[Directions] Count the lines in the listing below that contain the word "road", and reply with the number alone.

Excerpts from a dataset on pointing at objects:
((

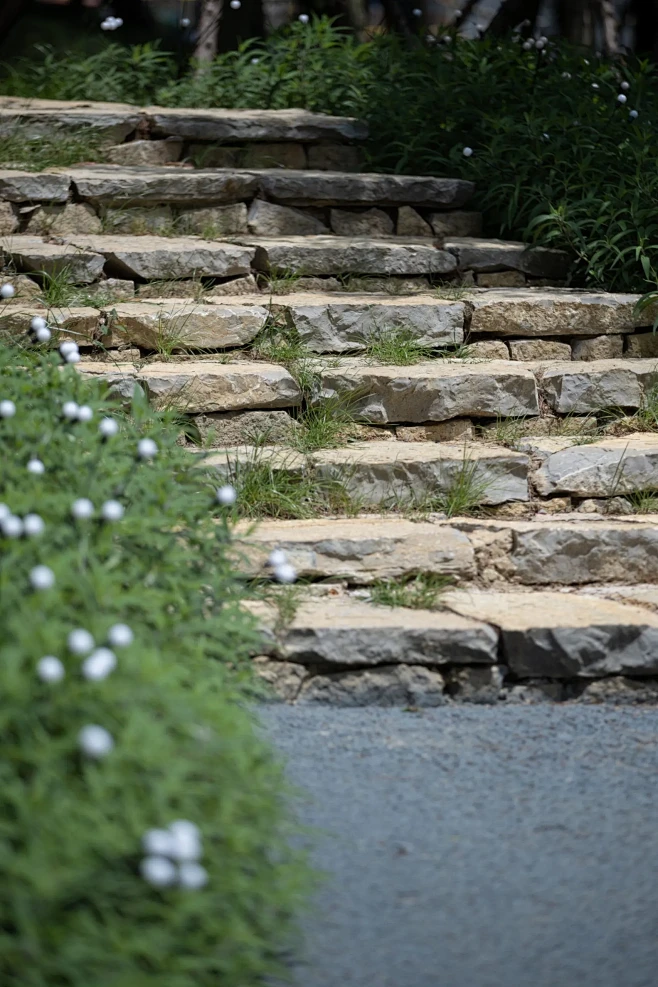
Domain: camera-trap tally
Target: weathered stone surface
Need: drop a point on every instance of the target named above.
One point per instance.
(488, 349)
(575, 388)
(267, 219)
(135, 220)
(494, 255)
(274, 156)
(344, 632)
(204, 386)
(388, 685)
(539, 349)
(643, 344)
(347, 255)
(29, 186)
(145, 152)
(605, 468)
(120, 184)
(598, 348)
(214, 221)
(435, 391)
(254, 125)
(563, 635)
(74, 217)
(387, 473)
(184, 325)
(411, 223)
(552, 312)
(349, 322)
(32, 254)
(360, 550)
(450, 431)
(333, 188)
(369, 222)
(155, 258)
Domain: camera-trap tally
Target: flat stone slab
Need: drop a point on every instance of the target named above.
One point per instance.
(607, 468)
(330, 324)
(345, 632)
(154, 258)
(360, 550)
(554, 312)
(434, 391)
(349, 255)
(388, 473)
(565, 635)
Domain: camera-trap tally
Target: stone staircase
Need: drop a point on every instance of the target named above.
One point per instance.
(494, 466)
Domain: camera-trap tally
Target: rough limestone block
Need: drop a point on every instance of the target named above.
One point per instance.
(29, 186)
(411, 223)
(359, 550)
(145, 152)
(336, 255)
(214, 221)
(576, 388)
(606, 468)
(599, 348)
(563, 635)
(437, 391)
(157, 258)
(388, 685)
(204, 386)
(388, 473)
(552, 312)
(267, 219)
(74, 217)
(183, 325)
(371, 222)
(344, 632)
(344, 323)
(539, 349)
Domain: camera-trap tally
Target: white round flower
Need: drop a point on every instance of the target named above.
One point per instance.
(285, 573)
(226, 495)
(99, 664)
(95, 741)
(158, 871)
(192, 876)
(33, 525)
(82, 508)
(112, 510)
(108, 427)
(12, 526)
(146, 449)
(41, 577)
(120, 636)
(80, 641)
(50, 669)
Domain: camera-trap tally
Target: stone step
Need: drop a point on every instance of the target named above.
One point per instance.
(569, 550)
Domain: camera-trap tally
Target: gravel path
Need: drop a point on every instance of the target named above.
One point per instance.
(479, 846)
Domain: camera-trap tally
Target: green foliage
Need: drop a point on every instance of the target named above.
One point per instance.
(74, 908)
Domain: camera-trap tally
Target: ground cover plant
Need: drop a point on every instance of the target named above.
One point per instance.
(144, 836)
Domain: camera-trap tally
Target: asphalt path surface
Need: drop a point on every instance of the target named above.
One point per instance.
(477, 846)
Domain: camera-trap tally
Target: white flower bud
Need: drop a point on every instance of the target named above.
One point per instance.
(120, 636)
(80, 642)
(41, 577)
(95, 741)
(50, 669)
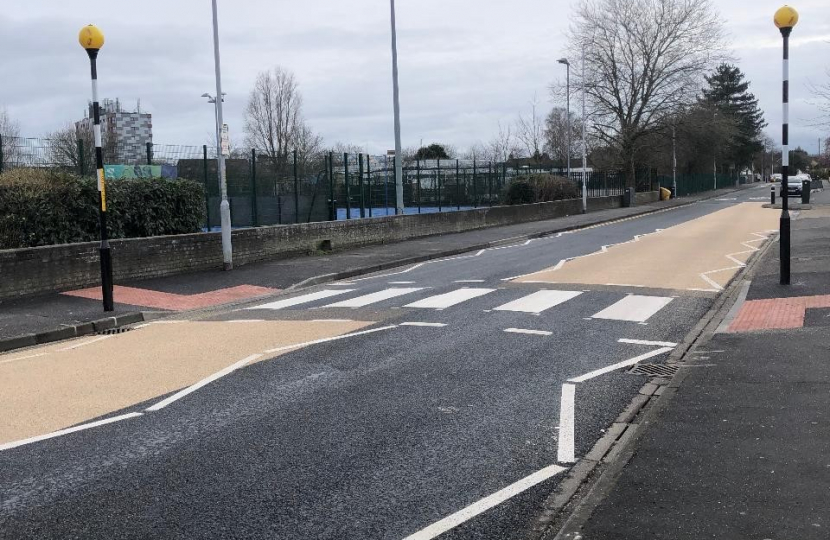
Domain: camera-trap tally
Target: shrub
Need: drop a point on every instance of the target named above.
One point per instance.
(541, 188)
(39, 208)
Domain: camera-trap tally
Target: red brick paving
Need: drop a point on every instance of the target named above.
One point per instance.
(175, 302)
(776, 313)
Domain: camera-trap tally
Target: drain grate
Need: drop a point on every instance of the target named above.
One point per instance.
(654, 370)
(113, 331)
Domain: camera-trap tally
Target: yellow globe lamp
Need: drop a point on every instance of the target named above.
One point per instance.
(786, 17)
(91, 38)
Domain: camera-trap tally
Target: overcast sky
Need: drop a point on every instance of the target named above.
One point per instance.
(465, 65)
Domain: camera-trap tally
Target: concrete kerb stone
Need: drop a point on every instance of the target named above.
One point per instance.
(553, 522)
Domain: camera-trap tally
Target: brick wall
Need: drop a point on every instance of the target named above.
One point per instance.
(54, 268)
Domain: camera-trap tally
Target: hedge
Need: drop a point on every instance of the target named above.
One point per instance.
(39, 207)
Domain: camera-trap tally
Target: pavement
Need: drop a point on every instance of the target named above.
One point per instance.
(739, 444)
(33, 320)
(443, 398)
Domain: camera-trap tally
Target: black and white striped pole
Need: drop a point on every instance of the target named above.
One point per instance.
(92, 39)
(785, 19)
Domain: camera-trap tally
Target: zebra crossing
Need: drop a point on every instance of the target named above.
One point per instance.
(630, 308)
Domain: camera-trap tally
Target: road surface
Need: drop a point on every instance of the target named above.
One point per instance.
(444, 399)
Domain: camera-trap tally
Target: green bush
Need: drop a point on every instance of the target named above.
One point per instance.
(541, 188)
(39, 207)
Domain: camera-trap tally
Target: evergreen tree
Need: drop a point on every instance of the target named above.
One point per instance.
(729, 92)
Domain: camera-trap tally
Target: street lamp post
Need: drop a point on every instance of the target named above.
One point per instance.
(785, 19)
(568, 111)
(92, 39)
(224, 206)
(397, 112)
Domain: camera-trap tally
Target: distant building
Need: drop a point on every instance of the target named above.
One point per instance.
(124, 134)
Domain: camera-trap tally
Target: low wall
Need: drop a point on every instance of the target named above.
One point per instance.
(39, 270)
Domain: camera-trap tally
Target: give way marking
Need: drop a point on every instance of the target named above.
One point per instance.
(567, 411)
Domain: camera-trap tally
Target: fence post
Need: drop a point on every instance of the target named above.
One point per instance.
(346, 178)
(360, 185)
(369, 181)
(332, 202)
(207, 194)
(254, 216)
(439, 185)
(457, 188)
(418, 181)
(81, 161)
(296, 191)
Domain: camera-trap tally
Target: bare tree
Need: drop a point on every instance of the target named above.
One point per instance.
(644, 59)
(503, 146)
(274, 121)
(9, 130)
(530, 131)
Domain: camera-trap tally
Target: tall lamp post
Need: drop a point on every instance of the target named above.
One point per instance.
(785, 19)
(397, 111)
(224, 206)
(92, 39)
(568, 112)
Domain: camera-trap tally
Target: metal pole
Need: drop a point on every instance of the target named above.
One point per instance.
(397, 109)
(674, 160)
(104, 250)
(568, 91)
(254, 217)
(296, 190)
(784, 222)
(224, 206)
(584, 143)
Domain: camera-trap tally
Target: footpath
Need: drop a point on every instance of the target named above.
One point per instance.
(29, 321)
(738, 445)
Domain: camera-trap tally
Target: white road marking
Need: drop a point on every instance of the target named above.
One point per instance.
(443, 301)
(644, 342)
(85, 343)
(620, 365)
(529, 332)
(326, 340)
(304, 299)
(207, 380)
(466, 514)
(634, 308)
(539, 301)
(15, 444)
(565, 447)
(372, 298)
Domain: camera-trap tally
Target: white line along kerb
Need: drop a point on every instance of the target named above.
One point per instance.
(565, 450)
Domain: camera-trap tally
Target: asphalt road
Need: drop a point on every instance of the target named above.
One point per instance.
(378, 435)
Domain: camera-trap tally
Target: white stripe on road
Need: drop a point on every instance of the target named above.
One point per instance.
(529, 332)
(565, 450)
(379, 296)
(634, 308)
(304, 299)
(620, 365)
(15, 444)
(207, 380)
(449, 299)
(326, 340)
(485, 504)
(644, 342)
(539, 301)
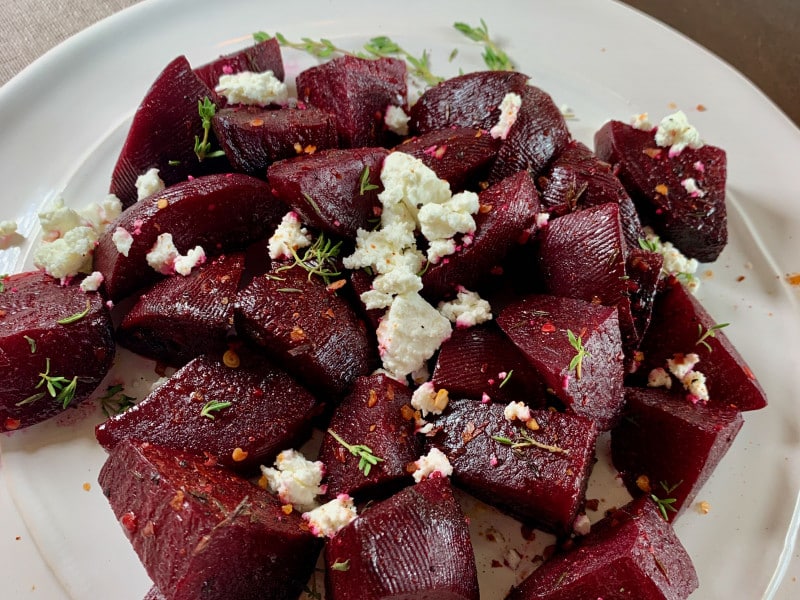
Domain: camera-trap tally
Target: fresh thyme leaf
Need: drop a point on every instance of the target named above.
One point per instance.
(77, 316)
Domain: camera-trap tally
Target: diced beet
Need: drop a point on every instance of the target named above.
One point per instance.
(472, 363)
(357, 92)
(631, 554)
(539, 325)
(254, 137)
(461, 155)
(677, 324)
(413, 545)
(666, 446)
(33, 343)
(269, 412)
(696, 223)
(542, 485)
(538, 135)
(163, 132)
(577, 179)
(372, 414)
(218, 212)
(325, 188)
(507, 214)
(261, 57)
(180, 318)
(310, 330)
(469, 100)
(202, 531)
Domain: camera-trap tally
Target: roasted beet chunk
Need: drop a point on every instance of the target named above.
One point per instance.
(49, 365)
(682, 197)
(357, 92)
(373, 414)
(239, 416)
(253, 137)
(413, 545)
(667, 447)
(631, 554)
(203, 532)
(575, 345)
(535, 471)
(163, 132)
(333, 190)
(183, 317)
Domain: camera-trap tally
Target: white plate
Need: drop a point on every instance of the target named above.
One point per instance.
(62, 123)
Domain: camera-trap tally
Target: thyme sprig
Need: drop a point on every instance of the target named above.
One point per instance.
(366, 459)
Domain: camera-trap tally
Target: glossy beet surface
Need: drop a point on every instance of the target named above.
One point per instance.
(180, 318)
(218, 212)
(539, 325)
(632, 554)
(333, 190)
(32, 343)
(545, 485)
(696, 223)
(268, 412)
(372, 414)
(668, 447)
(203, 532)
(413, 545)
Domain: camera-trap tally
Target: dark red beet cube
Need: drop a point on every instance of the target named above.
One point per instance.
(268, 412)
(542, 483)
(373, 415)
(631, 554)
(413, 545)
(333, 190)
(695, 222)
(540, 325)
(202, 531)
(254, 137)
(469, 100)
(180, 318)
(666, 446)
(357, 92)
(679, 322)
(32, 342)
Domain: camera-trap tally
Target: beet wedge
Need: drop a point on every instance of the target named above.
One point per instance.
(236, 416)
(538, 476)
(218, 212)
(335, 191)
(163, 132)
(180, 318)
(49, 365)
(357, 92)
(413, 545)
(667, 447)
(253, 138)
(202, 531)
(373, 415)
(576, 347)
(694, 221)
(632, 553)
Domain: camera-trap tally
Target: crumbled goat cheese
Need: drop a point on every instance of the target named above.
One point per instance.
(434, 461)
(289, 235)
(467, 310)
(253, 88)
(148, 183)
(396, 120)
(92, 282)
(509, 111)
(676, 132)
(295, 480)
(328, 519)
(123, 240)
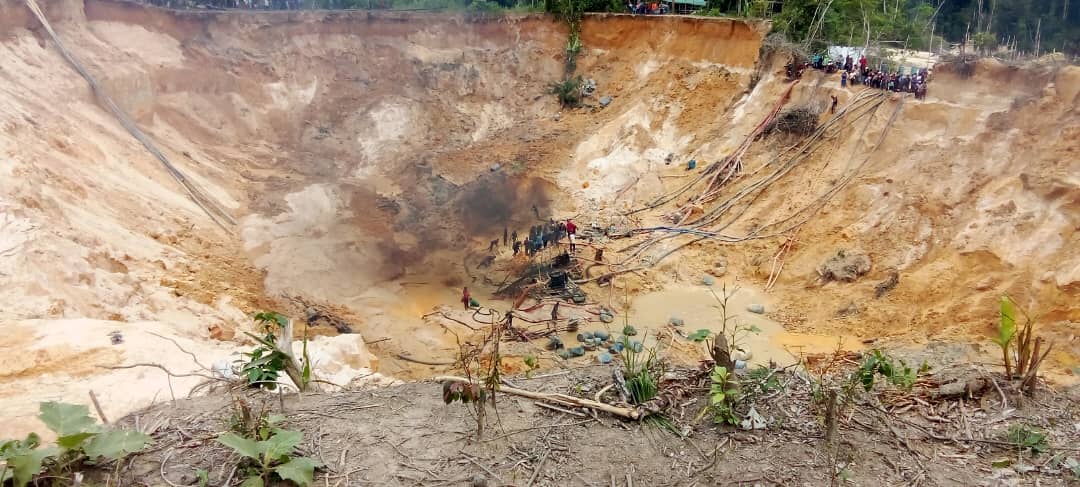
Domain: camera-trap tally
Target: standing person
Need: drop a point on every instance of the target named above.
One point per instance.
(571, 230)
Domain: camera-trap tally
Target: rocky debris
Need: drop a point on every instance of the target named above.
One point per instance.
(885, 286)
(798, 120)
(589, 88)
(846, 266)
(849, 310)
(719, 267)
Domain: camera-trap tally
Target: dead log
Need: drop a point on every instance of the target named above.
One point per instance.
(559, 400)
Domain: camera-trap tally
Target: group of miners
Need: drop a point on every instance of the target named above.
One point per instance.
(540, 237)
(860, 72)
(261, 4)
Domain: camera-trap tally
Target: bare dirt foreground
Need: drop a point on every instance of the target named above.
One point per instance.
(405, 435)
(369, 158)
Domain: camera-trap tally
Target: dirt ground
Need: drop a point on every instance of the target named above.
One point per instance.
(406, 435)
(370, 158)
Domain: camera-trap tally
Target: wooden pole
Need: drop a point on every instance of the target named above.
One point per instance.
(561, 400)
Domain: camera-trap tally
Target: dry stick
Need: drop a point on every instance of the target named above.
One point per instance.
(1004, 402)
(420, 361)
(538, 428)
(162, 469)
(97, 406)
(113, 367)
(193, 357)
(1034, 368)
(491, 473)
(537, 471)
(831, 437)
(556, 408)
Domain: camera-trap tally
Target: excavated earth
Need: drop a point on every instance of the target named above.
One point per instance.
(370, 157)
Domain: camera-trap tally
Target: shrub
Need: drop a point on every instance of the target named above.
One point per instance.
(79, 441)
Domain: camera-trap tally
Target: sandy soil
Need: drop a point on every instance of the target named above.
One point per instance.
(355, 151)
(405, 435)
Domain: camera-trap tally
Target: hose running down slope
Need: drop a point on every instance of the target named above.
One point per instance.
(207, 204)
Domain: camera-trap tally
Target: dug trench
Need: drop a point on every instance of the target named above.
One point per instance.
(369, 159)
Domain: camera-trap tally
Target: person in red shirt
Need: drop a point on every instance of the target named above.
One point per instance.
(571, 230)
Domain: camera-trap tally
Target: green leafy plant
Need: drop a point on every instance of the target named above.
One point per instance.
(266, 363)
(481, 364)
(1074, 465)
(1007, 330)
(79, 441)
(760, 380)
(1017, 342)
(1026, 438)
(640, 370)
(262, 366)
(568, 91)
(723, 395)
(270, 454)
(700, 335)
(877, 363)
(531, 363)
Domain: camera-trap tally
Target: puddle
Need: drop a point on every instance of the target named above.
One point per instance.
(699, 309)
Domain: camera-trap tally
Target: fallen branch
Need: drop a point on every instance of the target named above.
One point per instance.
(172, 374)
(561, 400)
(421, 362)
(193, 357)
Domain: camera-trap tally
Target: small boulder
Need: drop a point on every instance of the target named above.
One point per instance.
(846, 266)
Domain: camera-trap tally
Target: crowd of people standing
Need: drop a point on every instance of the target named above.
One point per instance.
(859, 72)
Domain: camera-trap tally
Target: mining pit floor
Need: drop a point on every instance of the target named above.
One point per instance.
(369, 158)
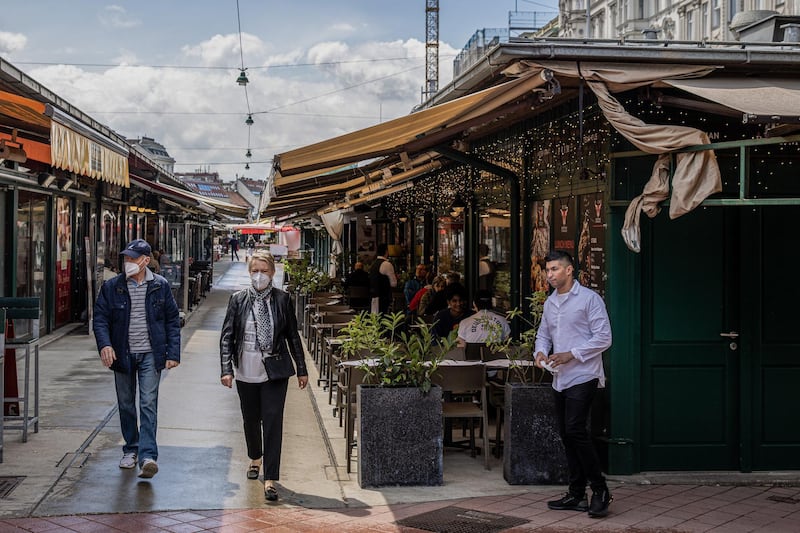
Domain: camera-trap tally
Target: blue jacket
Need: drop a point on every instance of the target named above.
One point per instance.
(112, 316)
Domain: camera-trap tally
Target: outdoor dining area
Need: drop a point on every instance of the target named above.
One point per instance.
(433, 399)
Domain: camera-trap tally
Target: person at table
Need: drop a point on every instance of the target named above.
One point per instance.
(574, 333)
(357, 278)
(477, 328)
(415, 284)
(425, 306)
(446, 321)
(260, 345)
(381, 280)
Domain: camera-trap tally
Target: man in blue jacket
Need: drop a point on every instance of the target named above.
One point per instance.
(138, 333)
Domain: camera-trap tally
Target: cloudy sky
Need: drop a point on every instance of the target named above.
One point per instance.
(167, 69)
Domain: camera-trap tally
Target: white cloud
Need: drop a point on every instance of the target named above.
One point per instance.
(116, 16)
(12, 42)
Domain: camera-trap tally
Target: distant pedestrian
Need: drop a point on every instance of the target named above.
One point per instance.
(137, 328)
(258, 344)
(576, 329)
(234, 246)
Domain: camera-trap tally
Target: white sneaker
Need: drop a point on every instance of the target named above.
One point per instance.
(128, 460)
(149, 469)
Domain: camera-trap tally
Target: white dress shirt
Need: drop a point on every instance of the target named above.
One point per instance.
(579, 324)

))

[Response to the exercise] 4